═══ DATASET ROWS ═══

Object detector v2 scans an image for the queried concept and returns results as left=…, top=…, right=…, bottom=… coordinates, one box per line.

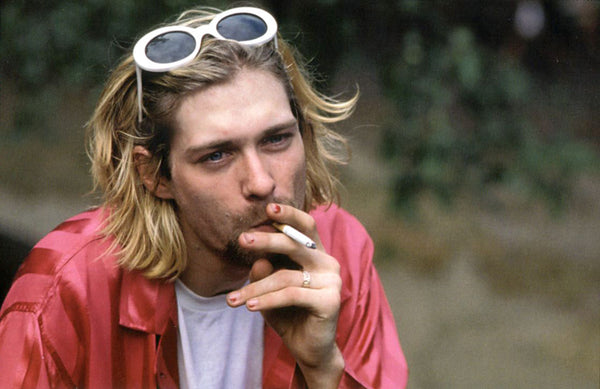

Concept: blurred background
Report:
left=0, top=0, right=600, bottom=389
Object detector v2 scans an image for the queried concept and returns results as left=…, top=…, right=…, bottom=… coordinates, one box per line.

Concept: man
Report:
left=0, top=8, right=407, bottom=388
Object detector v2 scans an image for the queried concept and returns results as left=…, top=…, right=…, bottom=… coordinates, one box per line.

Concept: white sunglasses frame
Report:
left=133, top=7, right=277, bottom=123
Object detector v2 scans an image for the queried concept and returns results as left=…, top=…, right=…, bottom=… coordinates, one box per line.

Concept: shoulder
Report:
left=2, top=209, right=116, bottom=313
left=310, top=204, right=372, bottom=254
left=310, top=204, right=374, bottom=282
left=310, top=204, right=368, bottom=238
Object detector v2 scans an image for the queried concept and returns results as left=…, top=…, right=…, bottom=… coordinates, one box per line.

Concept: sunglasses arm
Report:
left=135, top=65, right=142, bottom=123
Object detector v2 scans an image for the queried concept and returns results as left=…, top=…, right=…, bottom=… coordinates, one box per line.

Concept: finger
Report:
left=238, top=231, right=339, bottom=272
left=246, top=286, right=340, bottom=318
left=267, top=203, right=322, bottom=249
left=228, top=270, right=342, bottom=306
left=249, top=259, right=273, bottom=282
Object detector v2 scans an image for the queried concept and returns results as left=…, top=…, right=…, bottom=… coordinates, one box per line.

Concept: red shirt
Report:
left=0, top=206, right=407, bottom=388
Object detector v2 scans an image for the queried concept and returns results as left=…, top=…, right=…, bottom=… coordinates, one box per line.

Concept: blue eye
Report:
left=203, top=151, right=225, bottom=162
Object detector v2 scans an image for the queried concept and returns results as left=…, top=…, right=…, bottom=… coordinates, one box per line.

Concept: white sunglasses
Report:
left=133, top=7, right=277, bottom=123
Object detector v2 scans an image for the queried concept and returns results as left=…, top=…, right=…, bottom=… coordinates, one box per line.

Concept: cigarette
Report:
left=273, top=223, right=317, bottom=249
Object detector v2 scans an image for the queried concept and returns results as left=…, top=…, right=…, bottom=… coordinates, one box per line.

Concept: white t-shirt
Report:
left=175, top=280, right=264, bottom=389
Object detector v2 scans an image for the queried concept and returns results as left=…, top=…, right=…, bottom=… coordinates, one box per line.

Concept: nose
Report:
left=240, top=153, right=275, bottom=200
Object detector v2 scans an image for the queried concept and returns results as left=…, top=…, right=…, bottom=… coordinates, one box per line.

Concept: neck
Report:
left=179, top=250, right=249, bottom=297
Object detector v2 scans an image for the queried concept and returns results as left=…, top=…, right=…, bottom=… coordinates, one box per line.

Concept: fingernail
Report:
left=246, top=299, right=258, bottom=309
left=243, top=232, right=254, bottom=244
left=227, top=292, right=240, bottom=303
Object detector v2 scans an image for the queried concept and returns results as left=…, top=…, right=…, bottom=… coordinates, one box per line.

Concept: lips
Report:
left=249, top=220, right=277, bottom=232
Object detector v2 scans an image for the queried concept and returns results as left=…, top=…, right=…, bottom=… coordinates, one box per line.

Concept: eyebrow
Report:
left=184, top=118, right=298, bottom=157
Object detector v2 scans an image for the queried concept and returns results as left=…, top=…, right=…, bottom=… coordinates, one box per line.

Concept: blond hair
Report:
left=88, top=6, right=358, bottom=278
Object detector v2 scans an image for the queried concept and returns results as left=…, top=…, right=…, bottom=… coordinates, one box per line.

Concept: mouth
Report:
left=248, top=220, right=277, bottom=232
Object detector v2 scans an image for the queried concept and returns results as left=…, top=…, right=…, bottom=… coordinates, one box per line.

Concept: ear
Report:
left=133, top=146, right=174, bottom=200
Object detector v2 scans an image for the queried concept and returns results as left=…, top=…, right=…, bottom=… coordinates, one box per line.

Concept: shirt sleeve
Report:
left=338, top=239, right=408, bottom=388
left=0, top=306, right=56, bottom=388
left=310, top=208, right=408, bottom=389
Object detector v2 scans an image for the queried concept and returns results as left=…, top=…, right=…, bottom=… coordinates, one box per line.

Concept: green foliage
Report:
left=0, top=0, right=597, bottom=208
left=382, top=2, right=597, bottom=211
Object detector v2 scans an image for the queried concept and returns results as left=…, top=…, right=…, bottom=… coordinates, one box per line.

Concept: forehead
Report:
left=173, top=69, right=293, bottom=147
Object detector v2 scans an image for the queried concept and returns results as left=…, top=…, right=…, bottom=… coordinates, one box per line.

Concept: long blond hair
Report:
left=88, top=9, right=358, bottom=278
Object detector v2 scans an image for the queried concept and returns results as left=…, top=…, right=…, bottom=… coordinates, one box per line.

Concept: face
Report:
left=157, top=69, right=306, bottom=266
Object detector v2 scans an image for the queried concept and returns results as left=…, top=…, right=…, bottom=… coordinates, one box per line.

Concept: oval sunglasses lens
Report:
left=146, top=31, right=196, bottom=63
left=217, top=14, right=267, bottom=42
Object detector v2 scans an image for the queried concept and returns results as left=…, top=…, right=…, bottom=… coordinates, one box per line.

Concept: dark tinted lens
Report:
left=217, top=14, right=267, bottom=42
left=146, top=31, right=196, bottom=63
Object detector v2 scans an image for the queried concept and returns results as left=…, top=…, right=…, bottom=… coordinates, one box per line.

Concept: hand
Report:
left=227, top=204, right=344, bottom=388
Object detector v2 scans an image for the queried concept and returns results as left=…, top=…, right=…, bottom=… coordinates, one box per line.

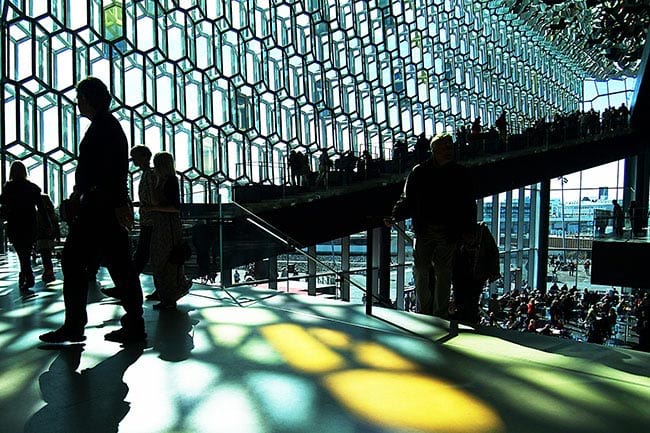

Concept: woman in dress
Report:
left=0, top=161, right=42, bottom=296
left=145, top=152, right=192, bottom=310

═══

- WRITTEN EXERCISE -
Write out the full set of lines verbatim, without the pictures.

- SOLUTION -
Object detector v2 scans an image for the queried concept and returns results as left=…, top=…, right=…, bottom=… coordinates, one box per line.


Concept: blurred background
Report:
left=0, top=0, right=600, bottom=389
Object detector v2 scans an image for the queried concept and returns results as left=…, top=…, right=…, bottom=… coordinates, one box per line.

Concept: man
Report:
left=0, top=8, right=407, bottom=388
Object detector v2 scans an image for the queried concept and returns results as left=…, top=…, right=…, bottom=… coordinates, one box per line.

Concept: white sunglasses frame
Report:
left=133, top=7, right=277, bottom=123
Object detector v2 scans an image for the queried concept and returns results as left=…, top=…, right=…, bottom=… coordinates, one box per line.

Concept: shoulder
Report:
left=2, top=209, right=116, bottom=313
left=310, top=204, right=372, bottom=254
left=310, top=204, right=374, bottom=282
left=310, top=204, right=368, bottom=238
Object detector v2 scans an image for the queried concept and returns results as left=…, top=…, right=…, bottom=… coordinates, one box per line.

Concept: sunglasses arm
Report:
left=135, top=65, right=142, bottom=123
Object detector v2 scans an image for the queried concept and returns results as left=…, top=…, right=…, bottom=… coordinates, one box per line.

Concept: finger
Report:
left=238, top=231, right=339, bottom=272
left=246, top=286, right=340, bottom=318
left=267, top=203, right=322, bottom=249
left=228, top=270, right=342, bottom=306
left=249, top=259, right=273, bottom=282
Object detector v2 scans an image for the queried concept and returns results as left=…, top=…, right=…, bottom=… coordinates, one box per line.

Concept: red shirt
Report:
left=0, top=206, right=407, bottom=388
Object detector v2 scans an image for the queried concept and returns results as left=…, top=…, right=…, bottom=… coordinates, one box per line.

Concept: blue eye
Report:
left=203, top=151, right=225, bottom=162
Object detector v2 scans an image for the queried concept and returns results as left=…, top=…, right=…, bottom=… coordinates, one box per line.

Concept: white sunglasses
Report:
left=133, top=7, right=277, bottom=123
Object detector v2 scans an image for the queried concept and returns results as left=…, top=…, right=…, bottom=… coordinates, one box per line.

Concept: cigarette
Report:
left=273, top=223, right=317, bottom=249
Object detector v2 scans an image for the queried concept and returns results as left=…, top=…, right=…, bottom=… coordinates, one box per line.

Concept: white t-shirt
Report:
left=175, top=280, right=264, bottom=389
Object detector v2 scans an image for the queried concept and returns results as left=…, top=…, right=…, bottom=… coordinates, one box per line.

Concept: nose
Report:
left=240, top=153, right=275, bottom=200
Object detector v2 scans an image for the queried concept and returns results as left=…, top=…, right=…, bottom=… coordinates, one box per line.

Concept: neck
Report:
left=179, top=250, right=249, bottom=297
Object detector v2 scans an image for the queried concept and returns results as left=…, top=…, right=…, bottom=… coordinates, one box per line.

Concept: fingernail
Report:
left=246, top=299, right=258, bottom=309
left=243, top=232, right=254, bottom=244
left=227, top=292, right=240, bottom=303
Object detector v2 scans an image for the queried concept and returns results as left=…, top=…, right=…, bottom=… coordinates, one box per line.

Concept: lips
Report:
left=249, top=220, right=277, bottom=232
Object detector v2 scans an image for the queried concept and returns results as left=…, top=…, right=…, bottom=… coordinates, one box per line.

Concept: eyebrow
Report:
left=184, top=118, right=298, bottom=157
Object detector v2 scans an image for the queried concept and returns results as left=…, top=…, right=…, bottom=… coordinates, one box per line.

Concept: blond hair
Report:
left=88, top=6, right=358, bottom=278
Object detector v2 scans an image for the queried concept and returns results as left=…, top=…, right=…, bottom=… coordinates, one box per line.

Concept: mouth
Report:
left=248, top=220, right=277, bottom=232
Object detector v2 scans an image for the queried concept and returns results as left=…, top=…, right=…, bottom=… coordinates, one box per line.

Concept: ear
Report:
left=133, top=146, right=174, bottom=200
Object detector v2 scans an image for the queried concept and returns results as left=…, top=…, right=…, bottom=… coordinates, one box per line.

Concept: shirt sleeve
Report:
left=338, top=239, right=408, bottom=388
left=0, top=306, right=56, bottom=388
left=310, top=208, right=408, bottom=389
Object detector v2 scans an image for the queried concept and returns results as left=…, top=…, right=…, bottom=… coordinates, one box per line.

Concept: green foliage
Report:
left=0, top=0, right=597, bottom=208
left=382, top=2, right=597, bottom=211
Object detector v2 scans an image for the queried concept and returns results as left=…, top=…, right=…, bottom=… coordinates, one box per line.

Concept: forehead
Report:
left=173, top=69, right=293, bottom=147
Object detector v2 scans an image for the queried concept and returns results as left=…, top=…, right=…, bottom=… coordinates, one box per line.

Concept: long blond hair
Report:
left=88, top=9, right=358, bottom=278
Object detector v2 scans an image for the queried concept and returns results as left=…, top=…, right=…, bottom=… coordinates, one box per line.

Concept: face
Report:
left=157, top=69, right=306, bottom=266
Object detector v2 scans an image for the queried concept and returns results as left=…, top=…, right=…, bottom=… coordinates, one box per line.

Concept: oval sunglasses lens
Report:
left=146, top=31, right=196, bottom=63
left=217, top=14, right=267, bottom=42
Object detector v2 scans an image for the queried concept and returns results as left=…, top=…, right=…, bottom=… coordinates, one box per line.

Concept: dark tinted lens
Report:
left=217, top=14, right=267, bottom=42
left=146, top=31, right=196, bottom=63
Object detector v2 scans an image for the queried concept and returns results as left=…, top=…, right=…, bottom=… coordinates, one box per line.

Concept: hand
Report:
left=227, top=204, right=344, bottom=388
Object detector v2 scans an image for the queried concept and returns results as left=…, top=…, right=…, bottom=… coordinates, one box per line.


Concept: woman in dress
Report:
left=0, top=161, right=42, bottom=296
left=145, top=152, right=192, bottom=310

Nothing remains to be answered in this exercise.